Exercise requirements:
#1 In the text on stock drop litigation and pension reform, who is the lawyer at Vedder Price whose practice centers on ESOP litigation?
#2 Rewrite a passage of the pension reform text, substituting "disclosure rules" for "reporting requirements". Begin at the words "The PPA provisions" and stop after "importance of diversification.".
#3 Extend the text on stock drop litigation and pension reform, picking up after its final sentence.

Quoted text:
These cases have been divisive, expensive and time consuming. Beyond litigation and settlement costs, fiduciary insurance costs have risen and policies have become more restrictive. There are a number of key arguments which may or may not be a part of a stock drop action. Some are legalistic based on the regulations governing plan management and fiduciary duties, but almost all feature the point that corporate insiders did not act to fulfill their fiduciary responsibilities in terms of financial reporting. Rillo emphasizes the importance of a well thought-out defense strategy involving pension portfolio reassessments, consistency of reporting, procedural prudence, plan and fiduciary restructuring, and a host of other factors. But one of his main points of emphasis is on the need to rethink communications and reporting. Where stock drop litigation becomes of concern to investor relations officers and others providing corporate financial information, is that participant communications are one of the most frequent and controversial elements of litigation. The divide between what a fiduciary overseeing a pension plan must report to a plan participant and act upon, and what a company director is obligated to report to other investors, is an issue that is being defined in the courts.

Sarko emphasizes this point in his arguments against Ford. ‘Their bonds were junk – non-investment grade. Hedge funds trade in junk bond companies. But pension funds should not do so. They have a fiduciary duty to invest prudently.’ He summarizes his arguments to the judiciary: ‘If you go into a restaurant and order a meal from the menu and when it comes to the table it is not what you had in mind, that is your problem. But if they serve you food that is unfit for human consumption, that is their problem.’

The revised pension act

In August, the deeply divided ‘do nothing’ Congress found one issue it could tackle with united enthusiasm: pension reform. The thought of some of the most prosperous business leaders in the country walking away with obscene compensation packages, while their crooked incompetence left mom and pop destitute in their old age, focused their mutual talent for disgust. According to Mark Bogart, a lawyer at Vedder Price whose practice centers on ESOP litigation, fines for not fulfilling new PPA requirements could be expensive and unflinching. Others, including Valerie Kupferschmidt, internal benefits counsel at Hewitt Associates, are less pessimistic: ‘I would hope that they will not come down too hard on someone who is making a good faith effort to comply.’

The PPA provisions deal with a broad number of nuts and bolts issues: solvency, premiums, contributions and loopholes. All are complex but commonsensical and achievable. But what will be onerous and demanding are the stringent new reporting requirements that come into play next year. The new pension reporting requirements will ensure that all participants are kept well informed of the performance of any company in their 401K plan, including their employer. Employees are also to be given advice on the importance of diversification.

Extracted material:

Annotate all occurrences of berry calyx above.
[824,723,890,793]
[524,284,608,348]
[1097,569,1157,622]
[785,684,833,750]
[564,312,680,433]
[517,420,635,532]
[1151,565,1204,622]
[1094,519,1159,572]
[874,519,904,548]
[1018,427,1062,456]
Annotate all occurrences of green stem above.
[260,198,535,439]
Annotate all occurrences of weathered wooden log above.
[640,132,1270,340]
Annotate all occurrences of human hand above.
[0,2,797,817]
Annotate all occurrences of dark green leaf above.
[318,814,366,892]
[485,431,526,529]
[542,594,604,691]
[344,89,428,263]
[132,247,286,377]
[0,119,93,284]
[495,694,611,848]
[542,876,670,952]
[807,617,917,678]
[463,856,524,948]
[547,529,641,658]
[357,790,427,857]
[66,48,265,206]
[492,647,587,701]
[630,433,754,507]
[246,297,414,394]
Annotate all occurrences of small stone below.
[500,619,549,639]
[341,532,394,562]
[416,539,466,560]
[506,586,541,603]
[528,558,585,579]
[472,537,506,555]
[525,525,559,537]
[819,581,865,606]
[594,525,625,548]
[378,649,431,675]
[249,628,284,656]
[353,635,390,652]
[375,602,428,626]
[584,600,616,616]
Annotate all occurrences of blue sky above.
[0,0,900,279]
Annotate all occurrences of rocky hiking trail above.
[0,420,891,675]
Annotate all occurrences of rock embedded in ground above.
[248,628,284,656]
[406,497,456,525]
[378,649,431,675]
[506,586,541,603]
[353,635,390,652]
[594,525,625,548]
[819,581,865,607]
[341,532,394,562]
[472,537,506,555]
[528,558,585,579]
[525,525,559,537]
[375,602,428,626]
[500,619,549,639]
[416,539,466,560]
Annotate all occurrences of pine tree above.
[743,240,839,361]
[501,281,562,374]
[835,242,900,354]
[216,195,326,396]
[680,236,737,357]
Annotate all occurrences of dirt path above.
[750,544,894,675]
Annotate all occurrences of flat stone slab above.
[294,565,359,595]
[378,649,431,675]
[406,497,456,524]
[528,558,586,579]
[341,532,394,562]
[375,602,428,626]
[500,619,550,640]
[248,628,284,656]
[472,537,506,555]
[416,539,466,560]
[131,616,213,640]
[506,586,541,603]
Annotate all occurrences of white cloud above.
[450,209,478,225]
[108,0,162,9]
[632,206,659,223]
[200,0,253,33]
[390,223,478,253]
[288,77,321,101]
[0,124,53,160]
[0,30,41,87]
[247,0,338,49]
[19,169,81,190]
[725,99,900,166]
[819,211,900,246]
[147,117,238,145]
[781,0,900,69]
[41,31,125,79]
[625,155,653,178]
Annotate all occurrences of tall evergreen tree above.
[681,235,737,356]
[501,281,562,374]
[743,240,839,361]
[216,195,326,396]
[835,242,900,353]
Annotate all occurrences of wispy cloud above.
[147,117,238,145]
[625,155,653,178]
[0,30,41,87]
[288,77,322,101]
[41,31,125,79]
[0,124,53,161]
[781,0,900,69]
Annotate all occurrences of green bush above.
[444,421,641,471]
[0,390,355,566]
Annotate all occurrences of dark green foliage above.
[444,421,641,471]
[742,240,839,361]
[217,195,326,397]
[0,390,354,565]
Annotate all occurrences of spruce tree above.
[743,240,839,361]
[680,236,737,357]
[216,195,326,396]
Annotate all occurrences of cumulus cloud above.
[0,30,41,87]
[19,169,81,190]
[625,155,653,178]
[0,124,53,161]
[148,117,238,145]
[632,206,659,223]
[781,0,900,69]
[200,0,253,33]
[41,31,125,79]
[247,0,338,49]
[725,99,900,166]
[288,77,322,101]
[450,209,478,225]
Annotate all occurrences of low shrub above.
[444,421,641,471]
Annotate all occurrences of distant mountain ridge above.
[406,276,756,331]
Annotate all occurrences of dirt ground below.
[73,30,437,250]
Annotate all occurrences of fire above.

Set of answers:
#1 Mark Bogart

#2
The PPA provisions deal with a broad number of nuts and bolts issues: solvency, premiums, contributions and loopholes. All are complex but commonsensical and achievable. But what will be onerous and demanding are the stringent new disclosure rules that come into play next year. The new pension disclosure rules will ensure that all participants are kept well informed of the performance of any company in their 401K plan, including their employer. Employees are also to be given advice on the importance of diversification.

#3
Section 901 of the PPA sets out the new diversification rules, and section 507 enforces the how and when of diversification notices. The basic rule states that a participant has the right to diversify any company stock they have paid for at anytime. As for the employer’s contribution, any participant that has worked for three years can diversify the employer’s contribution as they wish. In a transition rule, the PPA allows a three-year period, during which an employer can limit diversification of their contribution to one-third each year. How these new reporting and diversification instructions will add to the growth of pension investor litigation is unclear. The mandatory diversification rules may undermine the basic reasoning behind some stock drop litigation. However, given the proliferation of cases over the last few years, it may be that the interpretation of the PPA’s intent will be taking up an increasing amount of the court’s time beginning January 2007 when it comes into effect.

Where do we go from here?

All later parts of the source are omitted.